Bellek ve temsil türleri üzerine metnin "BELLEK VE TEMSİL" ile başlayıp "daha çok olaysaldır..." ile biten kısmını, "iktidara" yerine "yönetime" gelecek biçimde güncelleyip yeniden yazar mısın?

--- Seçilmiş Alıntı ---
_ _ _ _ _

BELLEK VE TEMSİL TÜRLERİ...
Bireylerin, toplumların ve devletlerin belleği kısa ve uzun vadeli konumlandırma, konuşlandırma ve inançlarla yüklüdür. Belleklerin yoğunlaşmasıyla veya kasıtlı belletilenler doğrultusunda, temsil türleri kendiliğindenmiş gibi şekillenir. Böylece toplumsal gereksinimler ve inançlar çerçevesinde pek de çeşitlenip zenginleşmeyen temsilciler, kendi temsil örneklemelerini iktidara taşır. Hatta bu uğurda çoğunluğu bellek zaaflarından faydalanır...
Bireysel bellek özel, öznel, otobiyografik ögeler taşır. Salt bildik olaylara, duyduk inançlara ve acı deneyimlere göre kayıt yapar. Günlük ve türdeş bir işleyişi vardır. Genel geçer olsa da daha çok olaysaldır...

_ _ _ _ _

--- Ham Veri ---
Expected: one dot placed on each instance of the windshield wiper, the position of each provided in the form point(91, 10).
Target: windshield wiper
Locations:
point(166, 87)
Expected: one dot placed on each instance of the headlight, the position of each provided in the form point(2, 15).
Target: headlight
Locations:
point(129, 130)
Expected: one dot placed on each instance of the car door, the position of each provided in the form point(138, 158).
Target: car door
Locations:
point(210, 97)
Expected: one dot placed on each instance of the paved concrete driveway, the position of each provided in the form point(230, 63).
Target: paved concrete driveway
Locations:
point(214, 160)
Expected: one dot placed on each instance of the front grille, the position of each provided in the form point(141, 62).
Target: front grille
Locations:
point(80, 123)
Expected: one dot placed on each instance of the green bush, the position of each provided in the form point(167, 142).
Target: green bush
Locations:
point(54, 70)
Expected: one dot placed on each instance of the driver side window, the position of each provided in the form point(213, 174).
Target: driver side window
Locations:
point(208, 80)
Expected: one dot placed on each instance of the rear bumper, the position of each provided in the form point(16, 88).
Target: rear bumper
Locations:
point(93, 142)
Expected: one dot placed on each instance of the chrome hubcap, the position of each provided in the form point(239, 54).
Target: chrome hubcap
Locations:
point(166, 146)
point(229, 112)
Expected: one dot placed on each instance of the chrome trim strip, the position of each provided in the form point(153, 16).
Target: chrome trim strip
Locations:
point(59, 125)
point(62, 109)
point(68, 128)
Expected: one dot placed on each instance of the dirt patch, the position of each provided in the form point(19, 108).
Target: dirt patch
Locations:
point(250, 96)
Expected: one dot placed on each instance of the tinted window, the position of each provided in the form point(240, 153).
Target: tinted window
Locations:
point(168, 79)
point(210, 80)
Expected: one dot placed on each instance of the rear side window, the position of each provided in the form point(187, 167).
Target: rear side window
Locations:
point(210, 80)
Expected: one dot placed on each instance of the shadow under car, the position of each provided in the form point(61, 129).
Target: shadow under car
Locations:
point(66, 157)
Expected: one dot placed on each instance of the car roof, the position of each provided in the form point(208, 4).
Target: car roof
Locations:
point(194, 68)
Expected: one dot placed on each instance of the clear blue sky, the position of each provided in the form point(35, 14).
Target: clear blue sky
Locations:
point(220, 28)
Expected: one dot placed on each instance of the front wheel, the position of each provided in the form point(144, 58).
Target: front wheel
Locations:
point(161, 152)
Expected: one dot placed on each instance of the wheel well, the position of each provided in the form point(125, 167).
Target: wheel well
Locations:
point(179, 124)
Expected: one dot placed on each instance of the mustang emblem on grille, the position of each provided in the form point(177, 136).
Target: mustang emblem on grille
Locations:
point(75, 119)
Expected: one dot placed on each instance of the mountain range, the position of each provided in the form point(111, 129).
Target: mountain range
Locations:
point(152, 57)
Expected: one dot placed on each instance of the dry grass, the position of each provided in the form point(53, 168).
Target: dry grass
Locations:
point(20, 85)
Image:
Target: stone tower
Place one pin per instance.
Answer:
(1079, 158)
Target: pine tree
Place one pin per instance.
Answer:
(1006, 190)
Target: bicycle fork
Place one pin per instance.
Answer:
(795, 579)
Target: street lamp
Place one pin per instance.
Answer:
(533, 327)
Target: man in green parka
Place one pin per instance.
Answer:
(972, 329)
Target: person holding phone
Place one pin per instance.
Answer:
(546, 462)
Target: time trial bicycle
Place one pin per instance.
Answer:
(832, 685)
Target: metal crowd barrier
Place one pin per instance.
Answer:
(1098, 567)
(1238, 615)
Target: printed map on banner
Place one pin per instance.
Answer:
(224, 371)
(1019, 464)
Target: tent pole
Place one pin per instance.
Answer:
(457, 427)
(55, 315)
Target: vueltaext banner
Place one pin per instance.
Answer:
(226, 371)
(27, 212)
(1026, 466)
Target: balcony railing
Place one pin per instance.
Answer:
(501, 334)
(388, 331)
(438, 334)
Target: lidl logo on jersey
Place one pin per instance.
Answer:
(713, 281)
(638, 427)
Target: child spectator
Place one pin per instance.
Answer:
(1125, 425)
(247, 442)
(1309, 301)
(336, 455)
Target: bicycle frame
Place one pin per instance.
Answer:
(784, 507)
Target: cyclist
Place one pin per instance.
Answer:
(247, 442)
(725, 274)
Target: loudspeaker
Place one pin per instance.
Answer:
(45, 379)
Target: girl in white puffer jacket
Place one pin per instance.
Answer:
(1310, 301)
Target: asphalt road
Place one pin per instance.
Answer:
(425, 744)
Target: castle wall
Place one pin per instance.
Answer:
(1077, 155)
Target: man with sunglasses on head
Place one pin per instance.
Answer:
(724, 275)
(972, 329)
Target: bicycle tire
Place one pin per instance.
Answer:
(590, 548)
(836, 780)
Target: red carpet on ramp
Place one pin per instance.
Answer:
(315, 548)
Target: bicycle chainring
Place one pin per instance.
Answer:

_ _ _ _ _

--- Yazılı Çözüm ---
BELLEK VE TEMSİL TÜRLERİ...
Bireylerin, toplumların ve devletlerin belleği kısa ve uzun vadeli konumlandırma, konuşlandırma ve inançlarla yüklüdür. Belleklerin yoğunlaşmasıyla veya kasıtlı belletilenler doğrultusunda, temsil türleri kendiliğindenmiş gibi şekillenir. Böylece toplumsal gereksinimler ve inançlar çerçevesinde pek de çeşitlenip zenginleşmeyen temsilciler, kendi temsil örneklemelerini yönetime taşır. Hatta bu uğurda çoğunluğu bellek zaaflarından faydalanır...
Bireysel bellek özel, öznel, otobiyografik ögeler taşır. Salt bildik olaylara, duyduk inançlara ve acı deneyimlere göre kayıt yapar. Günlük ve türdeş bir işleyişi vardır. Genel geçer olsa da daha çok olaysaldır...